WORK TASK
Copy out, unchanged, every line from the start of the records to the line that contains "Target: leafless tree", and stop there.
=== Section Start ===
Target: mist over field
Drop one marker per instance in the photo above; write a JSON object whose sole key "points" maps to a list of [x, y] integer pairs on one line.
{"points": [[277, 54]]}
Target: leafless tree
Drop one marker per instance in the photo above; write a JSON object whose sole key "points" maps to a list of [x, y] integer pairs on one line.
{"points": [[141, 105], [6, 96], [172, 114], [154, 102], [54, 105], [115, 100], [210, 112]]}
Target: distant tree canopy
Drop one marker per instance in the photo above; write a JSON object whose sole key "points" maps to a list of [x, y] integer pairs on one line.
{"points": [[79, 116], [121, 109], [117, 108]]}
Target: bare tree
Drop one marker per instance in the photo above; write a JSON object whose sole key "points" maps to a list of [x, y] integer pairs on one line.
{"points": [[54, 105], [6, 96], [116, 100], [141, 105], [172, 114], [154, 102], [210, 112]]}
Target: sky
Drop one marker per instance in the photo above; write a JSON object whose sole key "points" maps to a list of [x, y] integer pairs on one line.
=== Section End ===
ANSWER
Target: mist over field
Drop one marker per instance in the photo above; write a JSON object whose sole key "points" maps to a list of [x, y] integer pairs on one line.
{"points": [[277, 54]]}
Target: leafless tree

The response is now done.